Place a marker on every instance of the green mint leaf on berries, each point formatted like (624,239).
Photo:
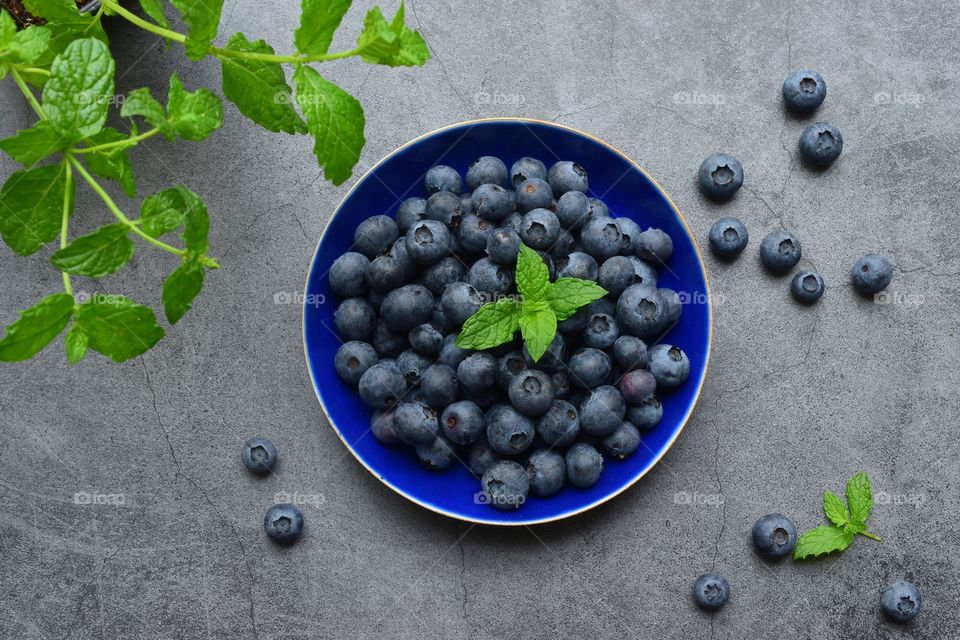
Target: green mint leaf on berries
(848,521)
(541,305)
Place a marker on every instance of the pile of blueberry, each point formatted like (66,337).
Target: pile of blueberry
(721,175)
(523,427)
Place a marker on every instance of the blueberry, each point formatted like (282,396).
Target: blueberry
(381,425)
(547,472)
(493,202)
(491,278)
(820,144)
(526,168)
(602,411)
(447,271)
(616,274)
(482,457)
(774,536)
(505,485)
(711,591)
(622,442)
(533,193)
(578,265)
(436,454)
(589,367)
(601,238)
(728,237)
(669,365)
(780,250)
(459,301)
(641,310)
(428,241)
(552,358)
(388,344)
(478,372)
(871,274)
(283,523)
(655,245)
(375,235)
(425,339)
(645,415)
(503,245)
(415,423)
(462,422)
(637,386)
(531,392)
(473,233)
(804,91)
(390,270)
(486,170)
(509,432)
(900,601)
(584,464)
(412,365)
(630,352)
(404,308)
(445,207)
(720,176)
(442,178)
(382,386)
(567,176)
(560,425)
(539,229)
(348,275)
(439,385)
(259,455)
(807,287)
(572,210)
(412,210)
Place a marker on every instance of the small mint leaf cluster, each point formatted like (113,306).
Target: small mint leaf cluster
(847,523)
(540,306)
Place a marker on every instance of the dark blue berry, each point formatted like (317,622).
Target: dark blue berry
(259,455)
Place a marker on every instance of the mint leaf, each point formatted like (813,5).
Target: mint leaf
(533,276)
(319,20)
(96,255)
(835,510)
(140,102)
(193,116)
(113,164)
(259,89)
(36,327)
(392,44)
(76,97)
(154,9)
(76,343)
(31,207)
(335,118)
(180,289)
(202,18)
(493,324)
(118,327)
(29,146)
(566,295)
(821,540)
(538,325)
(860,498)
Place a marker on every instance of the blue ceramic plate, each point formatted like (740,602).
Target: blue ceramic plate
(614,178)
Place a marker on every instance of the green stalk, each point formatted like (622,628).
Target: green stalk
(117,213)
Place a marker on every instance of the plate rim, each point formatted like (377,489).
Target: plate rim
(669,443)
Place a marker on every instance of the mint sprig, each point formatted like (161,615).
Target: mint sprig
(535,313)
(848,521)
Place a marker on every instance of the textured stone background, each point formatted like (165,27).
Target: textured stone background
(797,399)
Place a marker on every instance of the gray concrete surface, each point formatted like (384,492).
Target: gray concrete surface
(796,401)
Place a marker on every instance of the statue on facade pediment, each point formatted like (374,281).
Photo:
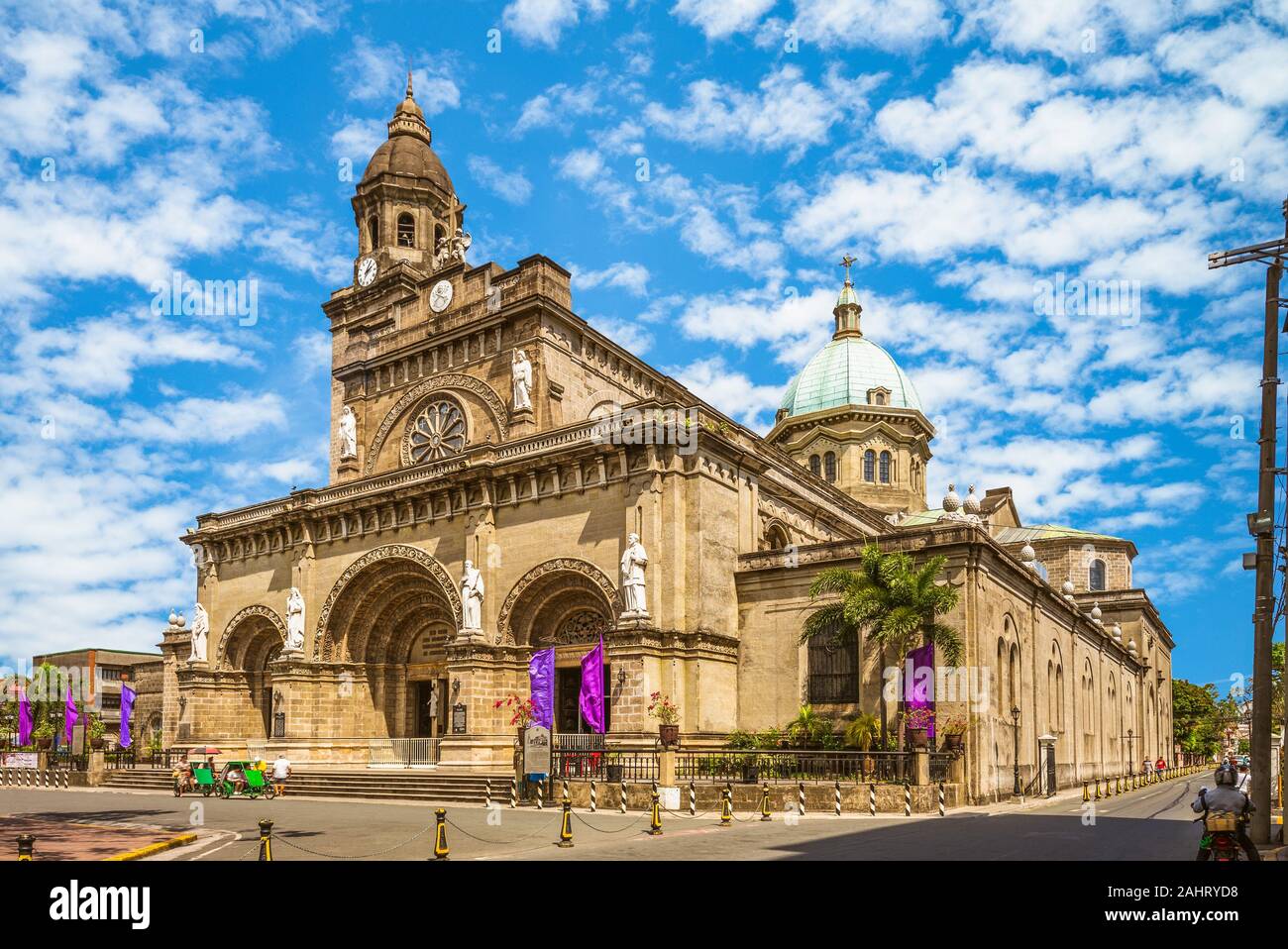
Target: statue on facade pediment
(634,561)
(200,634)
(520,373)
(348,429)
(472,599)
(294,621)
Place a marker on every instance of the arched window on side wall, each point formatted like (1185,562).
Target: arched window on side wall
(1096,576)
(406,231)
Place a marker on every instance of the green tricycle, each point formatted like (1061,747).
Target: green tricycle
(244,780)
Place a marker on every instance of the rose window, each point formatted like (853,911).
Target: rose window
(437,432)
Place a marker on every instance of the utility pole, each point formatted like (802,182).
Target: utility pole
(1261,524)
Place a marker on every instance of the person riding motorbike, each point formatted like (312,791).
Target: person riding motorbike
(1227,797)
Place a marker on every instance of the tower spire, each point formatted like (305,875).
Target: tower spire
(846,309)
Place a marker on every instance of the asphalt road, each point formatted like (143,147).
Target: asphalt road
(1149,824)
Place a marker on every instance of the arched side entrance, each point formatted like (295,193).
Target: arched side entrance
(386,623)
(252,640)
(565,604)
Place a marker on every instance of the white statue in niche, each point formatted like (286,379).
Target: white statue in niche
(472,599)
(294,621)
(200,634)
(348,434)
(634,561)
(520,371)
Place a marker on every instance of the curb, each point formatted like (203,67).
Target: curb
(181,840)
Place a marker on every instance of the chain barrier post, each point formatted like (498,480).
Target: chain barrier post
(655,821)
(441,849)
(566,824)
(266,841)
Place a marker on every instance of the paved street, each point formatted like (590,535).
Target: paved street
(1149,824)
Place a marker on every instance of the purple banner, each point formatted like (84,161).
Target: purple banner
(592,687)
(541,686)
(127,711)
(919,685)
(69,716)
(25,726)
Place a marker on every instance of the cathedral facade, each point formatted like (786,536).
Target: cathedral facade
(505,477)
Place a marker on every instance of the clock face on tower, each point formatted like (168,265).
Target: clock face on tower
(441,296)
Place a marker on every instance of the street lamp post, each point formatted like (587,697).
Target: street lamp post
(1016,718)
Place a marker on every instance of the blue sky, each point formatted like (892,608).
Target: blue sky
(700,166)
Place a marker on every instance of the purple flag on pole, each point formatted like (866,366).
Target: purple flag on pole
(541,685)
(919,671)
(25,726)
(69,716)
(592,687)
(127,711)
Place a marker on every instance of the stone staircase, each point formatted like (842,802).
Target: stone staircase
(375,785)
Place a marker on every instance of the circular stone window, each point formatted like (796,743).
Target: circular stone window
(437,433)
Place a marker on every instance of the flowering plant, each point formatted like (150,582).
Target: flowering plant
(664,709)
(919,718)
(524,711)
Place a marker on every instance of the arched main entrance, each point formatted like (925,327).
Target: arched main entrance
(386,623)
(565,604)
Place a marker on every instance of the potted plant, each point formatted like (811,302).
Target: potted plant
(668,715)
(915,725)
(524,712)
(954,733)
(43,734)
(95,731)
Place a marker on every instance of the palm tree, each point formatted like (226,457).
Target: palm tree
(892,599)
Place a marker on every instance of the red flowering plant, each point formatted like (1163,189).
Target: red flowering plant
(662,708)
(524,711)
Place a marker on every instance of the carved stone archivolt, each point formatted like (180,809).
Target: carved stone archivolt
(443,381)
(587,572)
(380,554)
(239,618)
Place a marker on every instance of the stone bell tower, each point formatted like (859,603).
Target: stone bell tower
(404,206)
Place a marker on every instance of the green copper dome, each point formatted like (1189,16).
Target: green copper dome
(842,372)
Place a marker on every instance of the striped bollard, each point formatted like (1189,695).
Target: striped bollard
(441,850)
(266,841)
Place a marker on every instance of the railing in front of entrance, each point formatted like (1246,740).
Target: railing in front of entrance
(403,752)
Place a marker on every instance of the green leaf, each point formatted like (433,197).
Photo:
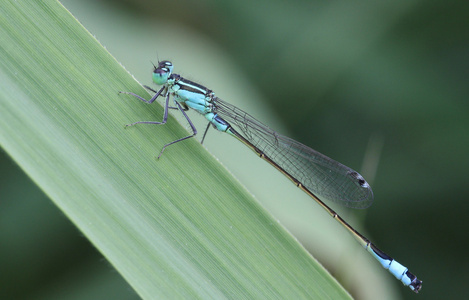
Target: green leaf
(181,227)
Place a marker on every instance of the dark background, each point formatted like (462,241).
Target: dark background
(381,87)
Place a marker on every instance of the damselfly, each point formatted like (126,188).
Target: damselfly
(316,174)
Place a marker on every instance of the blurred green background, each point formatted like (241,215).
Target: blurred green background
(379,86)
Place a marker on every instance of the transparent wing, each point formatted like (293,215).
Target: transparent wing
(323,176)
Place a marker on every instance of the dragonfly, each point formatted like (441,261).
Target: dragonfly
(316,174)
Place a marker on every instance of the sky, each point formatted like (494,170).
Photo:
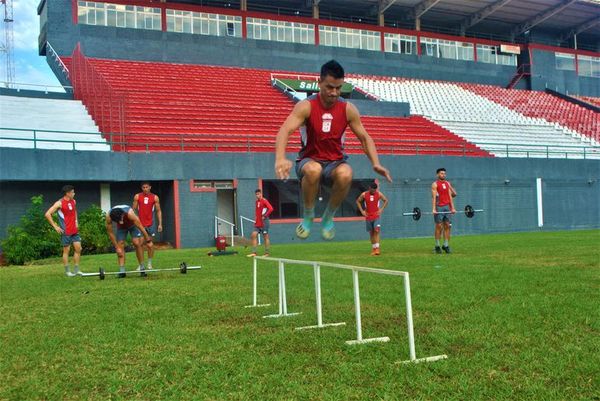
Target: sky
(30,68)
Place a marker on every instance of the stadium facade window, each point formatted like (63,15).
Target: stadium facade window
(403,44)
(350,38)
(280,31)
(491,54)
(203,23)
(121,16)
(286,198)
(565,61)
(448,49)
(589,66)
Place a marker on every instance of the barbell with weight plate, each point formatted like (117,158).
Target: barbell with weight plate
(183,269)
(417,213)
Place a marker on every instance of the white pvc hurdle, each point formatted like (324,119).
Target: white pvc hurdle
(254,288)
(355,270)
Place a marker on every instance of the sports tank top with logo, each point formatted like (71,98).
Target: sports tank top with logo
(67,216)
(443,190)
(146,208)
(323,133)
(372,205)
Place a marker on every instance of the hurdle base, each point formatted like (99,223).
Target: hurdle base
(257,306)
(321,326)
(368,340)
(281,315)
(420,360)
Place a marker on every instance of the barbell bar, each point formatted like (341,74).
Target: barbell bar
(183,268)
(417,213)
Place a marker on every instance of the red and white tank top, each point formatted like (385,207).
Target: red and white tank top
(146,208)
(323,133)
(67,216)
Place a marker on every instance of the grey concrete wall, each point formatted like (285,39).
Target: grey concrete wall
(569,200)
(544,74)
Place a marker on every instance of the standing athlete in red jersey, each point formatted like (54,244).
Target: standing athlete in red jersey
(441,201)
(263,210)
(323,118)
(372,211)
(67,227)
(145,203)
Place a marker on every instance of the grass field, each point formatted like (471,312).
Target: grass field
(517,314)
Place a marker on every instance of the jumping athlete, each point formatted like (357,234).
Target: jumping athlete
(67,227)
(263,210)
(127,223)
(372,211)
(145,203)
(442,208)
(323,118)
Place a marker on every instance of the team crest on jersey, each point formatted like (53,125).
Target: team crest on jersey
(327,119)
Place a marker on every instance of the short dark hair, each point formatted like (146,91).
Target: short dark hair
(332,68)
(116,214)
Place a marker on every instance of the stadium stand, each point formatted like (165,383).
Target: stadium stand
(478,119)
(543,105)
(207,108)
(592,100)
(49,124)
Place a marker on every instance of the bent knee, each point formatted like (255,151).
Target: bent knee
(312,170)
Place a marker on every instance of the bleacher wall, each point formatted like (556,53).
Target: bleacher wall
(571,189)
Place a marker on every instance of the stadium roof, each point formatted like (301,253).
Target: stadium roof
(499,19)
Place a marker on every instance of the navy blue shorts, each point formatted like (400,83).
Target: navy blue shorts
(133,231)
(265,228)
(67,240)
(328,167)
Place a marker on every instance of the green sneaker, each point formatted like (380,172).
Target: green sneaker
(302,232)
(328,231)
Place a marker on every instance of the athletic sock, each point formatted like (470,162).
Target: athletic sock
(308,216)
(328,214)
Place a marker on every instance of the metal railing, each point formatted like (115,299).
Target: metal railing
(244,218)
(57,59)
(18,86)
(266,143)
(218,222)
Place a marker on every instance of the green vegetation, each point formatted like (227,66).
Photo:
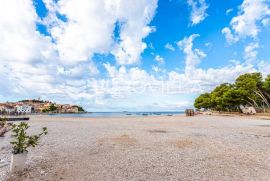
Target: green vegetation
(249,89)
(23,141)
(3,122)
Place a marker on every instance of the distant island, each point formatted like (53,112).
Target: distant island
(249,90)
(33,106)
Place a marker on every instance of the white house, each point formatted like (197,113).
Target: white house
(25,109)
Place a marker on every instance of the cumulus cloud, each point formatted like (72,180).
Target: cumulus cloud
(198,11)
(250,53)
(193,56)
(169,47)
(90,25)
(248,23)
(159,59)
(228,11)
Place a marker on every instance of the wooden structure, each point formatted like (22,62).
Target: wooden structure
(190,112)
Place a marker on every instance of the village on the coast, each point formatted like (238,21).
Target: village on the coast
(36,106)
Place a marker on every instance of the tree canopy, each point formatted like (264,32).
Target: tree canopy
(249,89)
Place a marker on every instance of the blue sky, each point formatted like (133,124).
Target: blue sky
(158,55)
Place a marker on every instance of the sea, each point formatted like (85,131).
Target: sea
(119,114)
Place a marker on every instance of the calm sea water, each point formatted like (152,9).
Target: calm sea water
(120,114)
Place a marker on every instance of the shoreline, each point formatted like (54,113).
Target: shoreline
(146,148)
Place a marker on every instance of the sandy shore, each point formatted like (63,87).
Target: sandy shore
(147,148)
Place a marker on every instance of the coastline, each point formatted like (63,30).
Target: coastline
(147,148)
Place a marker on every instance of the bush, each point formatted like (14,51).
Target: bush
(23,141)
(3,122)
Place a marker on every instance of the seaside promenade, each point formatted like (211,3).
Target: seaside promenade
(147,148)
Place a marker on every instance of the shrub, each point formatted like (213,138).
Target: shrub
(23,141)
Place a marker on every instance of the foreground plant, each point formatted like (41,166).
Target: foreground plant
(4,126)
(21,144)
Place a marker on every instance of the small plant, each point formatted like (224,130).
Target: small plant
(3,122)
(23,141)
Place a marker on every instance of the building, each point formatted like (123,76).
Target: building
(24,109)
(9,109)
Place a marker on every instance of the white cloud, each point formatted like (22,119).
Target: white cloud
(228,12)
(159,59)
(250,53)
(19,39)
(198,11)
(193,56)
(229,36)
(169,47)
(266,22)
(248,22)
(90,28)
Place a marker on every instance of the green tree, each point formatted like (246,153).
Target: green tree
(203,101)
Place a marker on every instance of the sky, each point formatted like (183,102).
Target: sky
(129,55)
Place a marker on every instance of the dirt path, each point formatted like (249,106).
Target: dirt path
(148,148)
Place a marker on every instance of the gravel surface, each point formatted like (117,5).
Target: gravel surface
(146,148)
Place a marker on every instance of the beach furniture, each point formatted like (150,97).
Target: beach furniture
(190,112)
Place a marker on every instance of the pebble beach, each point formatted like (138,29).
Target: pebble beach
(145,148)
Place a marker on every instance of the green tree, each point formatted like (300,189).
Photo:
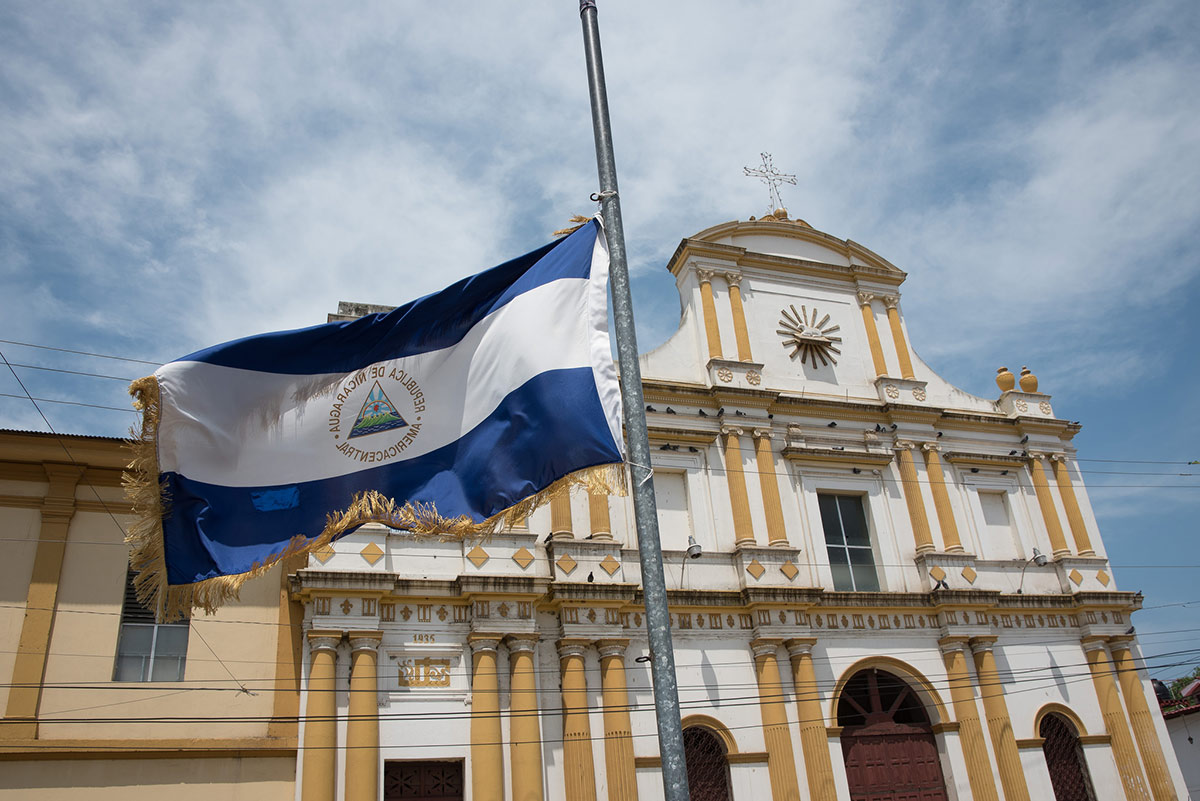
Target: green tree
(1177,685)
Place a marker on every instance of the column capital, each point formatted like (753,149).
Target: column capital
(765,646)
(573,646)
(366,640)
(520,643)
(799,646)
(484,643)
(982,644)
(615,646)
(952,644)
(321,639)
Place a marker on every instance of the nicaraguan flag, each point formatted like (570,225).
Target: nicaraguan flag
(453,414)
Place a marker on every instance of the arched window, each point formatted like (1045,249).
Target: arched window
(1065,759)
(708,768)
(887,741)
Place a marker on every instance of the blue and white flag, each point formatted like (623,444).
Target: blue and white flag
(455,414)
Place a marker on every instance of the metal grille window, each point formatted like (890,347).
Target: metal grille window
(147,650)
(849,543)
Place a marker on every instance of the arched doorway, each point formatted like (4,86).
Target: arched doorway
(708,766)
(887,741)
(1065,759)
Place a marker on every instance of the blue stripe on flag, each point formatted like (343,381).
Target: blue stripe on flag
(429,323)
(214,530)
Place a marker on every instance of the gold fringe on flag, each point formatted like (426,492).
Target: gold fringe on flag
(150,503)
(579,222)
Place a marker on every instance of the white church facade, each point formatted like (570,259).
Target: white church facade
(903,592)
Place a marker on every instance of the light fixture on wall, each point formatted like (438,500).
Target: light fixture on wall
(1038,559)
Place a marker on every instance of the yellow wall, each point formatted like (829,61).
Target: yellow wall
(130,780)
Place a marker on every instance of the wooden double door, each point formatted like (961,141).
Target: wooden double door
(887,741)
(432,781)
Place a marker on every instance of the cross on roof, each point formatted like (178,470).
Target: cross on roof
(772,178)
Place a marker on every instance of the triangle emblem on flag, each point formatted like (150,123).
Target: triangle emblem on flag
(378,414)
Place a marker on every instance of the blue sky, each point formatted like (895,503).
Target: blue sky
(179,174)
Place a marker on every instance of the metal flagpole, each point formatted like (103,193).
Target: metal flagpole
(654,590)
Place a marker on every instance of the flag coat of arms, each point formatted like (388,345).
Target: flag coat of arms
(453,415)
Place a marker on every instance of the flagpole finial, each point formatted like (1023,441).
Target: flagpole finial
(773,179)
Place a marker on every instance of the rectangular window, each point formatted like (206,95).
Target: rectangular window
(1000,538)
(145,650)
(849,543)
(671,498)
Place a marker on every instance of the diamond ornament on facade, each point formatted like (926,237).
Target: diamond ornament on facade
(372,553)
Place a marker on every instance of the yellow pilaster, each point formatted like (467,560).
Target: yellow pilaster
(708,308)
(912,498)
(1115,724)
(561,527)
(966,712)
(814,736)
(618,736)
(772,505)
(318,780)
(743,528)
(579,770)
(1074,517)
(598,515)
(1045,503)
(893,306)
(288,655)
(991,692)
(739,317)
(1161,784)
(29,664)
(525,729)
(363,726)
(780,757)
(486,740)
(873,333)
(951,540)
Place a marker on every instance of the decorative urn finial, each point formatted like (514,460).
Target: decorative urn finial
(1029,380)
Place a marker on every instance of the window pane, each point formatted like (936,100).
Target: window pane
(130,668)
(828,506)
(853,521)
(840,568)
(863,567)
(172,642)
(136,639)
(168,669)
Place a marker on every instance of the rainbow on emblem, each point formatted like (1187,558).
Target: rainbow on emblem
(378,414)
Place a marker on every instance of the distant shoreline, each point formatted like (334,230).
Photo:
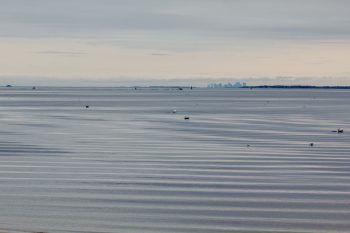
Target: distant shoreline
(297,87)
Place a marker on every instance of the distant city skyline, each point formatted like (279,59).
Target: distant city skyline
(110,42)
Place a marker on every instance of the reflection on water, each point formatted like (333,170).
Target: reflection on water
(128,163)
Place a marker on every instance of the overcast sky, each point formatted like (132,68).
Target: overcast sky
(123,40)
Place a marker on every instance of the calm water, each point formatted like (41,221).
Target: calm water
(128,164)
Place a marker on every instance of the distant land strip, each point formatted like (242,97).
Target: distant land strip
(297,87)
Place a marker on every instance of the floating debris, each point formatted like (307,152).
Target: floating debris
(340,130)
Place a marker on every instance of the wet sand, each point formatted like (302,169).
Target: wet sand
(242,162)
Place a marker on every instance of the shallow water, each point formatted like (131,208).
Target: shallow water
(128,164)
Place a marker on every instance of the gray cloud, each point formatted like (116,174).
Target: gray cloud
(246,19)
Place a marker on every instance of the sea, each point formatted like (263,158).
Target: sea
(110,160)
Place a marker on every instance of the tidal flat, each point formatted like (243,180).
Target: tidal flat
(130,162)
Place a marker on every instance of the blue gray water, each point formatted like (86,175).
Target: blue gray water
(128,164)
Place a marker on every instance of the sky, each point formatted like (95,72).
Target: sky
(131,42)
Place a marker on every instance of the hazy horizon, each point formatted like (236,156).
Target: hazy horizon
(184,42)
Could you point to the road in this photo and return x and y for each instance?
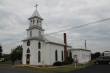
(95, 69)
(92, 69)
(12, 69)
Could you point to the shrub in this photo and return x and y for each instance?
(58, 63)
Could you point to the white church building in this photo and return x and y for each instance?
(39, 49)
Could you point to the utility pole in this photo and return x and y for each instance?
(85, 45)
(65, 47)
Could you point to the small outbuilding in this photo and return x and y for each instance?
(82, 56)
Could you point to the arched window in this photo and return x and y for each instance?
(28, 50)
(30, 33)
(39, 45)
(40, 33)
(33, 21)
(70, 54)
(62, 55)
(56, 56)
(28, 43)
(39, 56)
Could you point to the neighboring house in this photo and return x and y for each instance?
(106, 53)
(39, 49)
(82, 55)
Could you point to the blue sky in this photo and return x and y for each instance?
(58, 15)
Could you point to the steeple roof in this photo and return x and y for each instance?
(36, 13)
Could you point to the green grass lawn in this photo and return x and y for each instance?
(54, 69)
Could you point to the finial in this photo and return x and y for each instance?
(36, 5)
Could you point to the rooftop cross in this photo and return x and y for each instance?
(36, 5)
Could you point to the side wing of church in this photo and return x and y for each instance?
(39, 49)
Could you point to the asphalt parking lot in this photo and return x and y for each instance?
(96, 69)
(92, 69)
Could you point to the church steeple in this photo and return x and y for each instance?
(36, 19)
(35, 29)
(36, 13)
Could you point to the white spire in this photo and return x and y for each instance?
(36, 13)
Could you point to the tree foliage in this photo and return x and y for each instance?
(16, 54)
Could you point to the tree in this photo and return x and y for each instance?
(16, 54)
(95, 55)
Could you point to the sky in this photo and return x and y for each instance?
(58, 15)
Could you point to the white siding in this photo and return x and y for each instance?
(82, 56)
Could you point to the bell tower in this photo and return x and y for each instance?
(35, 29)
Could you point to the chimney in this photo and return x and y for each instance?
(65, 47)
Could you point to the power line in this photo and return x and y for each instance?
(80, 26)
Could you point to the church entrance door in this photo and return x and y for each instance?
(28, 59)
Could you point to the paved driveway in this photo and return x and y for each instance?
----------
Task prompt
What you return must be the lines above that run from the line with "Target: wooden double door" to the line with "Place a marker on every instance of the yellow pilaster, each", inclusive, each copied exactly.

Answer space
Target: wooden double door
(887,741)
(432,781)
Place a marker on every instance of the cross on roof, each point formatted like (178,470).
Target: cross on roof
(772,178)
Place a marker on every instance of the triangle emblem on flag, each point formatted like (150,123).
Target: triangle emblem on flag
(378,414)
Place a marker on every instance of the blue sky, each point formatted like (895,503).
Target: blue sky
(179,174)
Place a marker on every instance of the metal flagpole, each point formatted like (103,193).
Target: metal flagpole
(654,590)
Place a marker on every instance of the flag coat of arms, each point formatted like (388,345).
Target: flag coat of arms
(453,415)
Place a marker on every instance of the flagpole finial, each point formatted like (1023,441).
Target: flagpole finial
(773,179)
Place a marker on every instance of the rectangular window, each point formatted like (206,95).
Target: rectangular window
(1000,538)
(145,650)
(849,543)
(671,498)
Place a marker on every instance of the diamond ornament on facade, each point formatted like (926,237).
Target: diamond ornament on facade
(372,553)
Place a marker on every instance of the yellow pilaster, each point formatted like (467,560).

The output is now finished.